> _Problem description_
Please reproduce everything in the rows below, from the line containing "target: open notebook" down to the last line, both ends included, with every character unchanged.
Start Data in this exercise
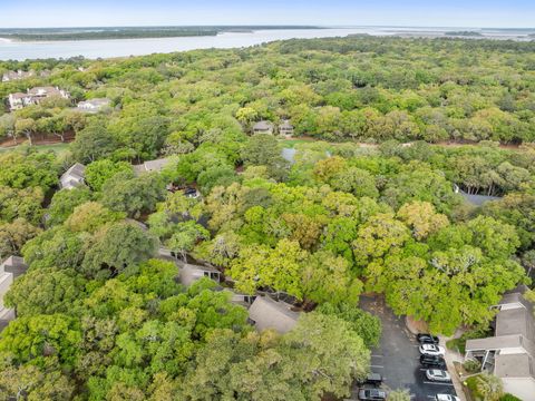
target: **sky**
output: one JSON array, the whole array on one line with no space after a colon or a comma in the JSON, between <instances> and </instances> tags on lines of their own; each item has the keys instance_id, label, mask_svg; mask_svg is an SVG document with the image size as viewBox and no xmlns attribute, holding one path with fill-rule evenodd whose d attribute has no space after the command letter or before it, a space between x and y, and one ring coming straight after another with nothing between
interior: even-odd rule
<instances>
[{"instance_id":1,"label":"sky","mask_svg":"<svg viewBox=\"0 0 535 401\"><path fill-rule=\"evenodd\" d=\"M0 0L0 28L163 25L534 28L535 0Z\"/></svg>"}]
</instances>

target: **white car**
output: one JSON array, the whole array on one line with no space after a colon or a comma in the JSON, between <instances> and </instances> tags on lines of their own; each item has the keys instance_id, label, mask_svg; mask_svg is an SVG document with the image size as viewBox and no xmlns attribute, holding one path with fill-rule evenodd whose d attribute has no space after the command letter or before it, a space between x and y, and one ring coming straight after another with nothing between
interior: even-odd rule
<instances>
[{"instance_id":1,"label":"white car","mask_svg":"<svg viewBox=\"0 0 535 401\"><path fill-rule=\"evenodd\" d=\"M435 344L421 344L419 350L422 355L435 355L435 356L444 356L446 352L442 346L435 345Z\"/></svg>"},{"instance_id":2,"label":"white car","mask_svg":"<svg viewBox=\"0 0 535 401\"><path fill-rule=\"evenodd\" d=\"M439 381L447 383L451 381L451 376L449 375L449 373L439 369L428 369L426 371L426 376L430 381Z\"/></svg>"},{"instance_id":3,"label":"white car","mask_svg":"<svg viewBox=\"0 0 535 401\"><path fill-rule=\"evenodd\" d=\"M449 394L437 394L435 397L437 401L460 401L457 395L449 395Z\"/></svg>"}]
</instances>

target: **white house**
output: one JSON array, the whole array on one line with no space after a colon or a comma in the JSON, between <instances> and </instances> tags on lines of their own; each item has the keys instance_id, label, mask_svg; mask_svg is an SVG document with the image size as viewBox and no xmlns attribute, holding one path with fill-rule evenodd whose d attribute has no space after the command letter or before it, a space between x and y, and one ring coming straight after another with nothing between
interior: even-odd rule
<instances>
[{"instance_id":1,"label":"white house","mask_svg":"<svg viewBox=\"0 0 535 401\"><path fill-rule=\"evenodd\" d=\"M273 134L273 123L259 121L253 126L254 134Z\"/></svg>"},{"instance_id":2,"label":"white house","mask_svg":"<svg viewBox=\"0 0 535 401\"><path fill-rule=\"evenodd\" d=\"M288 333L298 323L300 313L292 306L269 296L256 296L249 309L249 320L257 331L273 329L279 333Z\"/></svg>"},{"instance_id":3,"label":"white house","mask_svg":"<svg viewBox=\"0 0 535 401\"><path fill-rule=\"evenodd\" d=\"M8 71L2 76L2 82L9 82L13 80L20 80L33 77L36 74L33 71Z\"/></svg>"},{"instance_id":4,"label":"white house","mask_svg":"<svg viewBox=\"0 0 535 401\"><path fill-rule=\"evenodd\" d=\"M215 282L220 282L221 273L214 267L193 265L189 263L178 262L179 268L179 281L182 284L189 286L197 280L203 277L211 278Z\"/></svg>"},{"instance_id":5,"label":"white house","mask_svg":"<svg viewBox=\"0 0 535 401\"><path fill-rule=\"evenodd\" d=\"M504 295L498 305L495 335L468 340L466 358L502 379L504 390L535 401L535 324L533 305L521 291Z\"/></svg>"},{"instance_id":6,"label":"white house","mask_svg":"<svg viewBox=\"0 0 535 401\"><path fill-rule=\"evenodd\" d=\"M80 101L77 105L77 108L81 111L98 113L98 111L105 110L106 108L109 108L110 104L111 104L111 100L106 98L89 99L89 100Z\"/></svg>"},{"instance_id":7,"label":"white house","mask_svg":"<svg viewBox=\"0 0 535 401\"><path fill-rule=\"evenodd\" d=\"M58 87L35 87L28 89L26 94L10 94L8 97L9 108L11 111L13 111L27 106L39 105L42 99L49 97L70 99L70 94L66 90L59 89Z\"/></svg>"},{"instance_id":8,"label":"white house","mask_svg":"<svg viewBox=\"0 0 535 401\"><path fill-rule=\"evenodd\" d=\"M143 173L152 173L152 172L159 173L164 169L165 166L167 166L168 163L169 163L168 158L148 160L148 162L145 162L144 164L134 166L134 173L136 175L140 175Z\"/></svg>"},{"instance_id":9,"label":"white house","mask_svg":"<svg viewBox=\"0 0 535 401\"><path fill-rule=\"evenodd\" d=\"M61 175L59 185L61 189L72 189L85 183L86 166L75 163L70 168Z\"/></svg>"},{"instance_id":10,"label":"white house","mask_svg":"<svg viewBox=\"0 0 535 401\"><path fill-rule=\"evenodd\" d=\"M10 256L0 264L0 331L14 319L14 311L6 307L3 296L9 291L13 280L23 274L28 266L19 256Z\"/></svg>"}]
</instances>

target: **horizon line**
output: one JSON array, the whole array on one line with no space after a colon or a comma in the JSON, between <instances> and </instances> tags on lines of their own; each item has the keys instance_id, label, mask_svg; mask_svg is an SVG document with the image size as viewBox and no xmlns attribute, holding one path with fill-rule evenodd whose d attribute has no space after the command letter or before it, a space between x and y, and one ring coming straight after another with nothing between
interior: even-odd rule
<instances>
[{"instance_id":1,"label":"horizon line","mask_svg":"<svg viewBox=\"0 0 535 401\"><path fill-rule=\"evenodd\" d=\"M416 26L416 25L317 25L317 23L215 23L215 25L133 25L133 26L75 26L75 27L0 27L0 30L13 30L13 29L88 29L88 28L225 28L225 27L244 27L244 28L291 28L302 27L311 29L356 29L356 28L439 28L439 29L510 29L510 30L528 30L535 29L534 27L477 27L477 26Z\"/></svg>"}]
</instances>

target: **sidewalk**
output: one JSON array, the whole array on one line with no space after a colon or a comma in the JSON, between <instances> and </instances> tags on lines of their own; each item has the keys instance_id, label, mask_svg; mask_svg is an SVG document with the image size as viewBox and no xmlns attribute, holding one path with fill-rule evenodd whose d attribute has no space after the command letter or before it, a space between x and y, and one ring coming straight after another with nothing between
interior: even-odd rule
<instances>
[{"instance_id":1,"label":"sidewalk","mask_svg":"<svg viewBox=\"0 0 535 401\"><path fill-rule=\"evenodd\" d=\"M427 331L427 327L424 327L422 322L414 321L410 317L406 317L405 323L407 325L407 329L412 334L418 334L424 331ZM455 365L454 365L454 362L459 362L459 363L465 362L465 356L459 354L458 352L448 350L448 348L446 346L446 342L448 340L454 339L454 336L449 336L449 338L439 336L439 339L440 339L440 346L444 346L444 349L446 350L446 354L444 355L444 359L446 360L448 372L451 375L451 382L454 384L455 392L457 393L457 397L460 399L460 401L467 401L465 392L463 391L463 380L457 374L457 370L455 369Z\"/></svg>"},{"instance_id":2,"label":"sidewalk","mask_svg":"<svg viewBox=\"0 0 535 401\"><path fill-rule=\"evenodd\" d=\"M440 345L444 346L446 350L446 354L444 359L446 360L446 364L448 365L448 372L451 375L451 382L455 387L455 392L460 401L466 401L465 392L463 391L463 380L457 374L457 370L455 369L454 362L463 363L465 362L465 358L459 354L458 352L448 350L446 348L446 341L450 340L451 338L440 338Z\"/></svg>"}]
</instances>

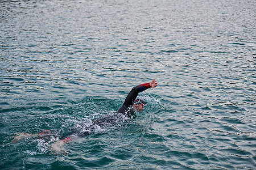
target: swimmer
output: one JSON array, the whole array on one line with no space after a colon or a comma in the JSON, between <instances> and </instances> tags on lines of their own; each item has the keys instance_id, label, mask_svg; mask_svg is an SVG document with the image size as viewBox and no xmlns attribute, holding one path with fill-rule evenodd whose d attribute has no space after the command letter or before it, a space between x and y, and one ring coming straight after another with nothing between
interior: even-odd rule
<instances>
[{"instance_id":1,"label":"swimmer","mask_svg":"<svg viewBox=\"0 0 256 170\"><path fill-rule=\"evenodd\" d=\"M117 122L117 117L120 114L125 116L128 118L132 118L134 111L139 112L143 110L146 105L145 100L142 99L137 98L139 93L146 90L149 88L155 88L158 86L158 82L155 79L153 79L151 82L142 84L134 87L130 91L125 102L122 106L115 112L115 114L111 116L102 117L101 118L95 119L92 121L91 125L88 127L88 130L85 131L81 130L79 128L73 129L65 135L60 138L60 140L53 143L51 144L51 150L52 153L62 153L67 154L67 151L63 148L65 143L67 143L73 141L77 137L83 137L91 134L95 129L100 126L104 128L105 126L109 126ZM120 114L121 113L121 114ZM31 134L26 133L21 133L13 139L11 142L16 142L20 139L31 138L42 138L47 136L52 135L53 133L49 130L45 130L43 132L36 134Z\"/></svg>"}]
</instances>

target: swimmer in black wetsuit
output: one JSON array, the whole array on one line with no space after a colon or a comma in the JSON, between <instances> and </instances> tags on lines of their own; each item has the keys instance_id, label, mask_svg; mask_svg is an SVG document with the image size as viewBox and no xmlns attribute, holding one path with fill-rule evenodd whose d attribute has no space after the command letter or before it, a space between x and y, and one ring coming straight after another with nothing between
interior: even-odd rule
<instances>
[{"instance_id":1,"label":"swimmer in black wetsuit","mask_svg":"<svg viewBox=\"0 0 256 170\"><path fill-rule=\"evenodd\" d=\"M139 92L142 92L150 87L155 88L158 86L158 82L154 79L150 83L142 84L135 86L129 92L123 105L117 110L115 114L112 116L103 117L93 120L92 125L88 127L88 131L81 131L80 129L73 129L62 137L60 138L59 141L53 143L51 144L51 150L54 152L64 153L65 151L63 148L64 144L68 143L74 140L76 137L82 137L90 134L95 129L95 125L102 126L108 126L108 125L113 125L117 122L116 116L118 116L118 114L125 115L129 118L133 117L133 113L134 111L141 111L145 104L146 101L141 99L137 99ZM37 134L30 134L26 133L22 133L20 134L16 137L12 142L16 142L22 138L34 137L37 137L43 138L44 135L52 135L52 133L49 130Z\"/></svg>"}]
</instances>

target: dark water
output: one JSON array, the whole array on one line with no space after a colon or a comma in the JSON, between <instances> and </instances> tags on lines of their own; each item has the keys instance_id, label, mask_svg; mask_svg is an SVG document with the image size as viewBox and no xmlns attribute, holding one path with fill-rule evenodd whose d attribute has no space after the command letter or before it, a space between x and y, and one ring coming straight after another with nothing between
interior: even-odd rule
<instances>
[{"instance_id":1,"label":"dark water","mask_svg":"<svg viewBox=\"0 0 256 170\"><path fill-rule=\"evenodd\" d=\"M0 11L0 169L255 169L256 1L1 1ZM68 155L10 142L111 114L153 78L135 118Z\"/></svg>"}]
</instances>

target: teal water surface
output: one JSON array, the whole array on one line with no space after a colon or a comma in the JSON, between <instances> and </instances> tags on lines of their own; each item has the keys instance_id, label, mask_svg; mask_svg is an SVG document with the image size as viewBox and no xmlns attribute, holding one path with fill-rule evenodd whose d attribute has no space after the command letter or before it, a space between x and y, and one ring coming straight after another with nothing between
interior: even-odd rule
<instances>
[{"instance_id":1,"label":"teal water surface","mask_svg":"<svg viewBox=\"0 0 256 170\"><path fill-rule=\"evenodd\" d=\"M1 1L0 169L255 169L255 1ZM147 107L52 154L58 135ZM19 133L57 135L13 143Z\"/></svg>"}]
</instances>

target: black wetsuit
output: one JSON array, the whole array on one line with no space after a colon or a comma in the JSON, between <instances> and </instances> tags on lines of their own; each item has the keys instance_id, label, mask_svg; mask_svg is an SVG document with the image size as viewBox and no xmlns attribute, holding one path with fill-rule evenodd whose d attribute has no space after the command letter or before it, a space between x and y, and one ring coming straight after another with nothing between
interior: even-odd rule
<instances>
[{"instance_id":1,"label":"black wetsuit","mask_svg":"<svg viewBox=\"0 0 256 170\"><path fill-rule=\"evenodd\" d=\"M60 139L65 140L66 138L69 138L68 137L71 135L83 137L94 131L97 126L99 126L101 129L103 129L105 127L111 126L113 125L117 124L121 120L121 118L118 117L122 116L122 114L120 115L119 113L122 113L129 118L132 117L133 112L134 112L133 105L138 95L139 92L147 90L150 87L150 83L144 83L134 87L125 99L123 105L115 112L116 114L93 120L91 125L89 127L86 128L88 130L86 130L85 131L84 131L84 130L82 130L81 128L75 128L65 133L65 134L63 135ZM82 125L81 126L83 126Z\"/></svg>"},{"instance_id":2,"label":"black wetsuit","mask_svg":"<svg viewBox=\"0 0 256 170\"><path fill-rule=\"evenodd\" d=\"M138 95L139 92L147 90L150 87L150 83L142 84L134 87L127 96L126 99L125 99L123 105L118 110L117 110L117 113L122 113L129 117L131 117L133 111L134 101L137 97Z\"/></svg>"}]
</instances>

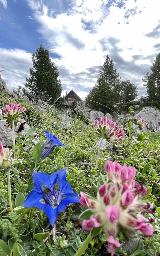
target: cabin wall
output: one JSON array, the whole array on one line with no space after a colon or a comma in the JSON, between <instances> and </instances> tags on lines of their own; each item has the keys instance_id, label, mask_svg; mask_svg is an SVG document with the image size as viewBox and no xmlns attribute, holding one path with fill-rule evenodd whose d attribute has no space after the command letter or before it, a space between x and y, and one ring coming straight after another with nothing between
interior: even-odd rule
<instances>
[{"instance_id":1,"label":"cabin wall","mask_svg":"<svg viewBox=\"0 0 160 256\"><path fill-rule=\"evenodd\" d=\"M73 92L71 92L68 95L65 97L65 100L68 101L69 99L75 99L76 101L81 101Z\"/></svg>"}]
</instances>

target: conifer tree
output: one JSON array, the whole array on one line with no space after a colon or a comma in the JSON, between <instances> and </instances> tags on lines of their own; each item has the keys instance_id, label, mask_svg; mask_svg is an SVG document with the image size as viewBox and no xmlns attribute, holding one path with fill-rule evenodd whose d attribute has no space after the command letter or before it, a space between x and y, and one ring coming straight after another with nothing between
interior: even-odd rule
<instances>
[{"instance_id":1,"label":"conifer tree","mask_svg":"<svg viewBox=\"0 0 160 256\"><path fill-rule=\"evenodd\" d=\"M119 74L117 73L116 69L114 69L113 60L111 60L108 56L101 69L100 71L97 84L88 95L86 102L87 103L90 102L92 109L104 113L109 113L111 111L104 106L113 110L114 108L114 104L118 102L121 92L118 91L117 88L121 83L120 78ZM90 100L98 103L90 101Z\"/></svg>"},{"instance_id":2,"label":"conifer tree","mask_svg":"<svg viewBox=\"0 0 160 256\"><path fill-rule=\"evenodd\" d=\"M124 104L126 105L126 111L130 106L133 105L138 94L138 88L136 86L128 79L122 82L123 91Z\"/></svg>"},{"instance_id":3,"label":"conifer tree","mask_svg":"<svg viewBox=\"0 0 160 256\"><path fill-rule=\"evenodd\" d=\"M33 68L30 68L30 77L26 78L26 87L36 93L47 92L54 102L60 97L62 91L57 67L49 58L49 52L41 43L35 54L32 56Z\"/></svg>"}]
</instances>

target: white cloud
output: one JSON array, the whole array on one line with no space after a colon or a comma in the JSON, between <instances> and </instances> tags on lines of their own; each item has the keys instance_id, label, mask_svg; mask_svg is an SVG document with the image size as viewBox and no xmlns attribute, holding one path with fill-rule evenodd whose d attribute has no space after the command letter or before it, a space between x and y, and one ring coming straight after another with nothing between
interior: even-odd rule
<instances>
[{"instance_id":1,"label":"white cloud","mask_svg":"<svg viewBox=\"0 0 160 256\"><path fill-rule=\"evenodd\" d=\"M7 0L0 0L0 3L3 5L4 8L7 8Z\"/></svg>"},{"instance_id":2,"label":"white cloud","mask_svg":"<svg viewBox=\"0 0 160 256\"><path fill-rule=\"evenodd\" d=\"M33 18L30 16L26 16L26 17L28 18L28 19L33 19Z\"/></svg>"}]
</instances>

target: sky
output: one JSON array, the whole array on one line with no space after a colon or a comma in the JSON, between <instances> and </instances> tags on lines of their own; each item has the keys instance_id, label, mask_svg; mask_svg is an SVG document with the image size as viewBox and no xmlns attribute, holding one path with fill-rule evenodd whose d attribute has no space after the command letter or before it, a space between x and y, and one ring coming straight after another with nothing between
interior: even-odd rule
<instances>
[{"instance_id":1,"label":"sky","mask_svg":"<svg viewBox=\"0 0 160 256\"><path fill-rule=\"evenodd\" d=\"M137 85L160 51L159 0L0 0L0 70L23 86L41 42L58 68L63 95L84 99L108 55L121 80Z\"/></svg>"}]
</instances>

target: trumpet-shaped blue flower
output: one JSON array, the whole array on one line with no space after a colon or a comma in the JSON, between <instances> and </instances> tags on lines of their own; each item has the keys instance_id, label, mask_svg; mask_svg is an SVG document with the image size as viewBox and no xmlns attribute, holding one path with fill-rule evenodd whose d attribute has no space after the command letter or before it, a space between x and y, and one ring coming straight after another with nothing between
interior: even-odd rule
<instances>
[{"instance_id":1,"label":"trumpet-shaped blue flower","mask_svg":"<svg viewBox=\"0 0 160 256\"><path fill-rule=\"evenodd\" d=\"M52 226L58 218L58 213L71 203L79 203L80 198L66 179L67 169L61 169L50 175L34 172L33 190L25 201L25 207L35 206L46 214Z\"/></svg>"},{"instance_id":2,"label":"trumpet-shaped blue flower","mask_svg":"<svg viewBox=\"0 0 160 256\"><path fill-rule=\"evenodd\" d=\"M50 155L56 146L61 146L65 147L65 145L56 136L50 133L47 131L44 131L47 136L47 141L42 146L42 160Z\"/></svg>"}]
</instances>

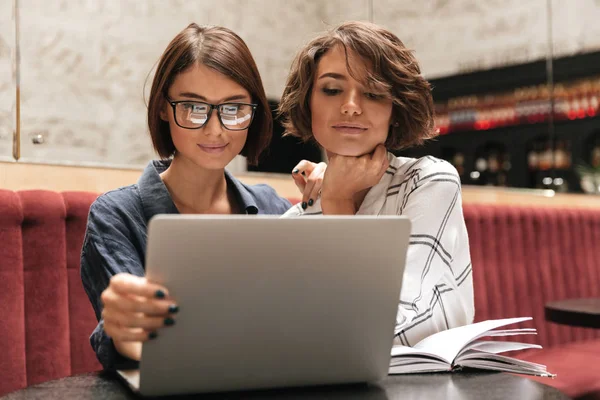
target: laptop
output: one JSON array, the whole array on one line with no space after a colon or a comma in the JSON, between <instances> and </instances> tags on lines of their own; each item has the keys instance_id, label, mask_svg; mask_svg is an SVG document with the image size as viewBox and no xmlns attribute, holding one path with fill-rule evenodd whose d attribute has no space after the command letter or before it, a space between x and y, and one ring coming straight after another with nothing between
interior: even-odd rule
<instances>
[{"instance_id":1,"label":"laptop","mask_svg":"<svg viewBox=\"0 0 600 400\"><path fill-rule=\"evenodd\" d=\"M180 311L119 373L144 396L378 381L409 236L402 216L158 215L146 273Z\"/></svg>"}]
</instances>

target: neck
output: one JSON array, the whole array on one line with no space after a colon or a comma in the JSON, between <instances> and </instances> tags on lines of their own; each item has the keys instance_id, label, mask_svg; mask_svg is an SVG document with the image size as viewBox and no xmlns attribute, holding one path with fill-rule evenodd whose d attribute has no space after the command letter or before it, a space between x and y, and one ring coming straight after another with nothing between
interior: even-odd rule
<instances>
[{"instance_id":1,"label":"neck","mask_svg":"<svg viewBox=\"0 0 600 400\"><path fill-rule=\"evenodd\" d=\"M210 213L229 206L224 169L204 169L176 154L160 177L182 214Z\"/></svg>"},{"instance_id":2,"label":"neck","mask_svg":"<svg viewBox=\"0 0 600 400\"><path fill-rule=\"evenodd\" d=\"M329 150L325 150L325 156L327 157L327 159L329 159L335 155L337 155L337 154L333 153ZM360 157L360 156L357 156L357 157ZM325 161L327 161L327 160L325 160ZM357 211L360 208L360 206L362 205L362 202L365 200L365 197L367 197L367 193L369 193L369 190L371 190L370 187L354 194L354 197L353 197L354 207L356 208Z\"/></svg>"}]
</instances>

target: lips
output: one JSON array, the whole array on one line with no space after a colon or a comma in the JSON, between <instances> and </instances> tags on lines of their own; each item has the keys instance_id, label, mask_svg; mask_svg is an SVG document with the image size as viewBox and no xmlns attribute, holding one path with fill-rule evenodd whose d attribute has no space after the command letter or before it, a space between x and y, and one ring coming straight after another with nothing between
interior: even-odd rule
<instances>
[{"instance_id":1,"label":"lips","mask_svg":"<svg viewBox=\"0 0 600 400\"><path fill-rule=\"evenodd\" d=\"M221 153L228 146L228 143L225 144L198 144L198 147L204 150L207 153Z\"/></svg>"},{"instance_id":2,"label":"lips","mask_svg":"<svg viewBox=\"0 0 600 400\"><path fill-rule=\"evenodd\" d=\"M350 122L341 122L333 125L332 128L337 132L349 134L360 134L367 131L366 126Z\"/></svg>"}]
</instances>

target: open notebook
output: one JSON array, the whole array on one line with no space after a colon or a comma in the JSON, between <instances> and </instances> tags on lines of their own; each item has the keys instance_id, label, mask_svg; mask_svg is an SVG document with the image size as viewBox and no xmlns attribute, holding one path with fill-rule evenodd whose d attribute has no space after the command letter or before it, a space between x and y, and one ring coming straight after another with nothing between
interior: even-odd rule
<instances>
[{"instance_id":1,"label":"open notebook","mask_svg":"<svg viewBox=\"0 0 600 400\"><path fill-rule=\"evenodd\" d=\"M483 340L485 337L536 335L533 328L497 329L530 320L531 317L507 318L478 322L438 332L413 347L392 348L390 374L454 371L462 367L552 377L546 366L519 360L500 353L541 349L530 343Z\"/></svg>"}]
</instances>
End Data in this exercise
> _The output_
target: open notebook
output: one JSON array, the whole array on one line with no space after a colon or a comma in the JSON, between <instances> and </instances> tags on lines of their own; each item has the keys instance_id, label, mask_svg; mask_svg is an SVG document with the image size as viewBox and no xmlns attribute, holding one path with fill-rule evenodd whose d attribute has no space after the command letter or before it, a space between x and y, and one ring coming straight after another with nothing between
interior: even-odd rule
<instances>
[{"instance_id":1,"label":"open notebook","mask_svg":"<svg viewBox=\"0 0 600 400\"><path fill-rule=\"evenodd\" d=\"M483 340L485 337L536 335L533 328L497 329L530 320L531 317L507 318L478 322L438 332L413 347L392 348L390 374L454 371L462 367L552 377L546 366L519 360L500 353L541 349L530 343Z\"/></svg>"}]
</instances>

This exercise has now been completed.